━━━━━ INPUT FOR THIS TASK

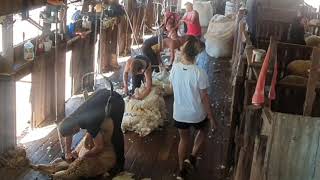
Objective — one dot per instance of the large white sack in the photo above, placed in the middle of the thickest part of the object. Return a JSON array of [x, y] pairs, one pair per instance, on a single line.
[[205, 10], [219, 36], [230, 8], [220, 27]]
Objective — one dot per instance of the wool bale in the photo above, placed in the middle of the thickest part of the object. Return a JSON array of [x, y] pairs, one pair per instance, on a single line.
[[313, 41], [219, 36], [144, 116], [299, 68]]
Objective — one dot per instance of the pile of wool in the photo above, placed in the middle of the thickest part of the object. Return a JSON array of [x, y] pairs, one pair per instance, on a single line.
[[161, 80], [313, 41], [219, 36], [144, 116], [16, 158], [299, 68]]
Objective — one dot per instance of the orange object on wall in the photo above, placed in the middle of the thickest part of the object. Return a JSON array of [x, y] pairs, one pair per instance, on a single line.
[[55, 2]]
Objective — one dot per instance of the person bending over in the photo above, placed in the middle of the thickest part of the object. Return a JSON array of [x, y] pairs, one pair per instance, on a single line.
[[106, 143], [140, 69], [191, 105], [172, 45]]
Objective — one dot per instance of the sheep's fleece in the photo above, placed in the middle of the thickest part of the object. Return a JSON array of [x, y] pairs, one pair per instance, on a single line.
[[144, 116], [84, 167]]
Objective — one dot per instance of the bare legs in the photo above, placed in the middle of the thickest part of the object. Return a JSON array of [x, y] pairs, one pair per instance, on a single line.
[[183, 145], [198, 142], [185, 142]]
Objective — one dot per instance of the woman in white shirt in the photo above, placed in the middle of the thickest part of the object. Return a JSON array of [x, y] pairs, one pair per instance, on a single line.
[[191, 104]]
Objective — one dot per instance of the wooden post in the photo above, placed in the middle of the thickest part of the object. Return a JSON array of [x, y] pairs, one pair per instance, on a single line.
[[312, 83], [109, 49], [7, 91], [7, 44], [251, 130], [82, 62]]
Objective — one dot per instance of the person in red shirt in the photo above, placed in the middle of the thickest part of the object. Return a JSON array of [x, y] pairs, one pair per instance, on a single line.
[[191, 18]]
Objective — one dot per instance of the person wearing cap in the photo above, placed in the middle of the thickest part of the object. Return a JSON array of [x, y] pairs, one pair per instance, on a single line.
[[191, 18], [140, 68], [107, 142]]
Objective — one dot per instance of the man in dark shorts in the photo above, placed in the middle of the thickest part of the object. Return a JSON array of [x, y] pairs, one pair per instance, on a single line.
[[91, 115], [140, 68]]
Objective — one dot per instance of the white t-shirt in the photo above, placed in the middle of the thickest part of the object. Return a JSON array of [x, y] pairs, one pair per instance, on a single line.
[[187, 81]]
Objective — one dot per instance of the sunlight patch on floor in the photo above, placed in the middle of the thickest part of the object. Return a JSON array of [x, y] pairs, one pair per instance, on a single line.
[[38, 134]]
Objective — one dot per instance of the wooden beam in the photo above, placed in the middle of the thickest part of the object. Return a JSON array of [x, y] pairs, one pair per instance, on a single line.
[[7, 113], [14, 6], [8, 92], [7, 44], [312, 83], [252, 127], [108, 48]]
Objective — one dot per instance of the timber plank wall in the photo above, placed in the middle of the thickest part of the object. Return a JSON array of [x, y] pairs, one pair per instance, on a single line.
[[14, 6], [7, 113]]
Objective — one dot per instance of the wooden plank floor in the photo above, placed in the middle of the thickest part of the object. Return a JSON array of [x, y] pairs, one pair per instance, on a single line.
[[155, 156]]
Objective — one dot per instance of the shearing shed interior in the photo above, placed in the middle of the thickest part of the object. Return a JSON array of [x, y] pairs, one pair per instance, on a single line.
[[160, 89]]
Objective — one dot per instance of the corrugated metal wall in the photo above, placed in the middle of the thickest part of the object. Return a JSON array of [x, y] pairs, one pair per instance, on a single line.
[[14, 6]]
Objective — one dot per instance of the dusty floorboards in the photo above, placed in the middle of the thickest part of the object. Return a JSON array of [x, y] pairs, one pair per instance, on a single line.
[[155, 156]]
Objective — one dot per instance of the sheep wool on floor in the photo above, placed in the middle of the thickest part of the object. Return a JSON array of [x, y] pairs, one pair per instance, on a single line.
[[161, 80], [144, 116], [84, 167]]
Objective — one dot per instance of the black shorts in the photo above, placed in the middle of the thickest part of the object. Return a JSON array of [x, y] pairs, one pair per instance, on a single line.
[[197, 126]]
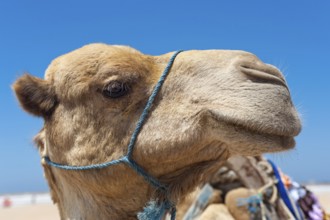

━━━━━━━━━━

YOUR TASK:
Copy out, in full, each line of the entries above that contains the word "floorboards" with the same capitalization.

RESPONSE TO THIS TASK:
Objective — one dot per instance of the dusty floorboards in the photo above, placed in the middle of the thickest part of the object. Return a JSON array of [x, y] pairs, one pair per instance, on a single line.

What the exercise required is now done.